Tally the lines of the listing below that contain the string "accurate", treating case as significant, and give only the number.
**********
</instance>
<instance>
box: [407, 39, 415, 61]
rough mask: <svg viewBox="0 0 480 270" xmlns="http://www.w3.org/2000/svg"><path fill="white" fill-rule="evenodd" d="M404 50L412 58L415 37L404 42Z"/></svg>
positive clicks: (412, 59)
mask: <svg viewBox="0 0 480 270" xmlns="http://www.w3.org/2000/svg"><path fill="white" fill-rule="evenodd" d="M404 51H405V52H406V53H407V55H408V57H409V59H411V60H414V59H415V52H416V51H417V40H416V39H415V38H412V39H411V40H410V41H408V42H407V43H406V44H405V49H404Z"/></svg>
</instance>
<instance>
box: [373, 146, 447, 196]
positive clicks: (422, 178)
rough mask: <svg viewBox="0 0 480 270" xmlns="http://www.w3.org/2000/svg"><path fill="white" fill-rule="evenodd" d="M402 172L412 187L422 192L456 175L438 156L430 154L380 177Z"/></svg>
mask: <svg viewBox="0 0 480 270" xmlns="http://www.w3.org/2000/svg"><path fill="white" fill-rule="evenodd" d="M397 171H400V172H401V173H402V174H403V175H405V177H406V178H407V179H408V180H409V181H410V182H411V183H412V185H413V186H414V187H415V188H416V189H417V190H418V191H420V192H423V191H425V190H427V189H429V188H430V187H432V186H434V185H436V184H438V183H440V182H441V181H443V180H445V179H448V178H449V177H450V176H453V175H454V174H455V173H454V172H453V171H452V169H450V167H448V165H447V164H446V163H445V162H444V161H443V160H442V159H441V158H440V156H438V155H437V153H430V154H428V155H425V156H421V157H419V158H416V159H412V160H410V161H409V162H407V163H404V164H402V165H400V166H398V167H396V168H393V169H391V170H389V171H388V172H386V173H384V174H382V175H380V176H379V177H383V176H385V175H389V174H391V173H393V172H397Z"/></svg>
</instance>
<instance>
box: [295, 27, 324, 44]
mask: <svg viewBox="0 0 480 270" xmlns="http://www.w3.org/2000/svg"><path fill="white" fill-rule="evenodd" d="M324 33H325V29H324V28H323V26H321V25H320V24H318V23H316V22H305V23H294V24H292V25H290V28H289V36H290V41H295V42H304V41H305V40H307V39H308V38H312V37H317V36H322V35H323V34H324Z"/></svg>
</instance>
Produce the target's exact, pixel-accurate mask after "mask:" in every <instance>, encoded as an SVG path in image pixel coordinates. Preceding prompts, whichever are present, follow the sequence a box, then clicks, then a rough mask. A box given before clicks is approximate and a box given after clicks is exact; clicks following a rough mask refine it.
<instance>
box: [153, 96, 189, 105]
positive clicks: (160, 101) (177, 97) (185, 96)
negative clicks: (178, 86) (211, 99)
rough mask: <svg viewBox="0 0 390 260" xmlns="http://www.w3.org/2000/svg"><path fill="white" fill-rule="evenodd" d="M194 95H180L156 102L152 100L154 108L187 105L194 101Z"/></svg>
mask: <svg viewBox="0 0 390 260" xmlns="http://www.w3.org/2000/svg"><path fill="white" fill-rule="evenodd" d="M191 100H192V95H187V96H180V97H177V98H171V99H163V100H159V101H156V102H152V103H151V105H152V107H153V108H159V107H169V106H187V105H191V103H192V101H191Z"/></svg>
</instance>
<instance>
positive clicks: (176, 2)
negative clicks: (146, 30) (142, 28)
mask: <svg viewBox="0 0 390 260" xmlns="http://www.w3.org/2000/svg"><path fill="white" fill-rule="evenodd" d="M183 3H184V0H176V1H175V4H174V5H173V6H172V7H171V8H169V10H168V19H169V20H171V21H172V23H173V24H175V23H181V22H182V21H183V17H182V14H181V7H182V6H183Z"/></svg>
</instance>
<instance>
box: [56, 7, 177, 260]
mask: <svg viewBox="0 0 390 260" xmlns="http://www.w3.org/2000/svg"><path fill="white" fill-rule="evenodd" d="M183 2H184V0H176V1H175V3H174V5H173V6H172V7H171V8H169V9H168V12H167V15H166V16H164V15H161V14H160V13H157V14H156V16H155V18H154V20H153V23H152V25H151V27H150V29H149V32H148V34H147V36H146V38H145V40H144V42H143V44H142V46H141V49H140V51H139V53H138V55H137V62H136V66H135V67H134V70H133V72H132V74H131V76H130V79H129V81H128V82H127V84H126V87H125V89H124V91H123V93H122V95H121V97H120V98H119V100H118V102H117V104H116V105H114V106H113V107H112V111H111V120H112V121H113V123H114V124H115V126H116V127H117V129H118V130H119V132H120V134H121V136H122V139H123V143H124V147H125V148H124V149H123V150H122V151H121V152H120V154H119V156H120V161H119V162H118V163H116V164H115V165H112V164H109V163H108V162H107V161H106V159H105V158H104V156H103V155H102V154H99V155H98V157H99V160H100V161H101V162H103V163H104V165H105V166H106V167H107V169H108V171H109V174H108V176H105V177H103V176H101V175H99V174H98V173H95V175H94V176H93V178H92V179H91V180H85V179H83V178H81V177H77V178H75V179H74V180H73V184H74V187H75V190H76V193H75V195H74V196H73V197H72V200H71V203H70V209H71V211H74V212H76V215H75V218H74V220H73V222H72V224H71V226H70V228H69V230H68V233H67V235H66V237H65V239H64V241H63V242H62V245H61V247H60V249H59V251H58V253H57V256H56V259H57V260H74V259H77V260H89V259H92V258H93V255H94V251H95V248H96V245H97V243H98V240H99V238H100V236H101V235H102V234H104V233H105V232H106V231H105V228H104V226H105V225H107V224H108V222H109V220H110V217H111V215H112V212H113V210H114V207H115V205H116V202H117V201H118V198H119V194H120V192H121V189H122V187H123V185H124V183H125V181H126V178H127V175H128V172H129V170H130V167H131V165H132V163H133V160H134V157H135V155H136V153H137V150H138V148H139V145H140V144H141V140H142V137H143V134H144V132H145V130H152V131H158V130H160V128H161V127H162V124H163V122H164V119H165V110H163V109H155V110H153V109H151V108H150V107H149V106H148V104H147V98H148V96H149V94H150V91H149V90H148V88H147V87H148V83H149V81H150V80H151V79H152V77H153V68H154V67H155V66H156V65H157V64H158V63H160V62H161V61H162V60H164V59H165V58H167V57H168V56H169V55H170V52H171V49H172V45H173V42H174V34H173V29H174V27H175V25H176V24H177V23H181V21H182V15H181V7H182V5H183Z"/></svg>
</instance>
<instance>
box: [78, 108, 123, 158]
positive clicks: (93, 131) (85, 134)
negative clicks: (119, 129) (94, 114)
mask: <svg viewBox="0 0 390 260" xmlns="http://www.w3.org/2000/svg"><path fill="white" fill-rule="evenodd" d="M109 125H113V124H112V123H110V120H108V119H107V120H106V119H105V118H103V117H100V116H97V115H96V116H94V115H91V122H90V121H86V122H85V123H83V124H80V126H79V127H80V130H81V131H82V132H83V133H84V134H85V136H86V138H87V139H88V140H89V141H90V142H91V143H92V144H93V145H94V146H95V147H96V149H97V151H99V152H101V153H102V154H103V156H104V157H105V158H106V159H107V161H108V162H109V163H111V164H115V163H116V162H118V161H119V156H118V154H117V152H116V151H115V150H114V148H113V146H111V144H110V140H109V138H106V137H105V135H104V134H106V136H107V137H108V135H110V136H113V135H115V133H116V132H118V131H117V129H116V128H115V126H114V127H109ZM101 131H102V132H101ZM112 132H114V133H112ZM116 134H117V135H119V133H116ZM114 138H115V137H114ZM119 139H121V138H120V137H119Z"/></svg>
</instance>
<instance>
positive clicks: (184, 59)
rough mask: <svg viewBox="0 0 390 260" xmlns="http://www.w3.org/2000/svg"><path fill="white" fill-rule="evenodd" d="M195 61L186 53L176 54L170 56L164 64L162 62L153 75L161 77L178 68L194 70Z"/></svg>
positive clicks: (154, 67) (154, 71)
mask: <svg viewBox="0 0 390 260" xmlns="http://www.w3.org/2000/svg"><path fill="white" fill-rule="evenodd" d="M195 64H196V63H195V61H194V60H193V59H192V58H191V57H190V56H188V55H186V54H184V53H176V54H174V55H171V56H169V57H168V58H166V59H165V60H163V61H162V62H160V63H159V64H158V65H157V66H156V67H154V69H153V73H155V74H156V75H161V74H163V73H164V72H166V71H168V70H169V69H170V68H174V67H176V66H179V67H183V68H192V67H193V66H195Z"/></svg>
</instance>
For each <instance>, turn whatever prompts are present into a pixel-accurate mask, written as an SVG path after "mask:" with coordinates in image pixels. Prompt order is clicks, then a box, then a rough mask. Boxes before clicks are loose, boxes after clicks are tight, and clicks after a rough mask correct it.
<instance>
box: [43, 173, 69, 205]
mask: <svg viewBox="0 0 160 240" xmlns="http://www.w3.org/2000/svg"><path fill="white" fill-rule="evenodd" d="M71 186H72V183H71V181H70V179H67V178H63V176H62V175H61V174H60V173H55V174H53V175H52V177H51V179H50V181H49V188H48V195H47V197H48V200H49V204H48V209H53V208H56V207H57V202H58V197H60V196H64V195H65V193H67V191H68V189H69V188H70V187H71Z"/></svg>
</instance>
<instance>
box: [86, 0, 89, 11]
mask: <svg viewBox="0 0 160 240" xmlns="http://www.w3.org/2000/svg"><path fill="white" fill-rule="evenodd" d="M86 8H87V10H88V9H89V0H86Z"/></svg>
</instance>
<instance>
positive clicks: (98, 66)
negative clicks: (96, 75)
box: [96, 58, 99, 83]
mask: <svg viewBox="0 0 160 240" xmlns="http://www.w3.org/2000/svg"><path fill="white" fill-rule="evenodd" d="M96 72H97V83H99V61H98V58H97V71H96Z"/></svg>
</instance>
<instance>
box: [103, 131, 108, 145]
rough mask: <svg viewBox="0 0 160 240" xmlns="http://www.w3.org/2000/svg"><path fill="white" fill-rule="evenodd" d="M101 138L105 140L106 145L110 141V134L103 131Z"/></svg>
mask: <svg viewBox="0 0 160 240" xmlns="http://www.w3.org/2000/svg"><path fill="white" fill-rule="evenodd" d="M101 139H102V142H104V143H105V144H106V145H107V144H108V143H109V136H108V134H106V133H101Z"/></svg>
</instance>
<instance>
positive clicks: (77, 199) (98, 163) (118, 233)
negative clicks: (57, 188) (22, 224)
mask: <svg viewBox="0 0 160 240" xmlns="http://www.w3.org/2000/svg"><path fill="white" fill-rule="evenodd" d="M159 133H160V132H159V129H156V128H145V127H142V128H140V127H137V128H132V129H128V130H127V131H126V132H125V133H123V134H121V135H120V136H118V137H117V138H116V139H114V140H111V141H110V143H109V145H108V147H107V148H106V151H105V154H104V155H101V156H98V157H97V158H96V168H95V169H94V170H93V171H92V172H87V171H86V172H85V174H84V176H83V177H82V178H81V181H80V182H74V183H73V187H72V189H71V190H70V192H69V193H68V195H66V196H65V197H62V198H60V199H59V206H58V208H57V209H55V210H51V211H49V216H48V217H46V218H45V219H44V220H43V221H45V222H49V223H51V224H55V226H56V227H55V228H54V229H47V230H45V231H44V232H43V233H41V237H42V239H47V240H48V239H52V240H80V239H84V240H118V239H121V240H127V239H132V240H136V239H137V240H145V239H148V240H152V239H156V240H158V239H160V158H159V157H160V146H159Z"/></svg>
**********
TASK RESPONSE: 2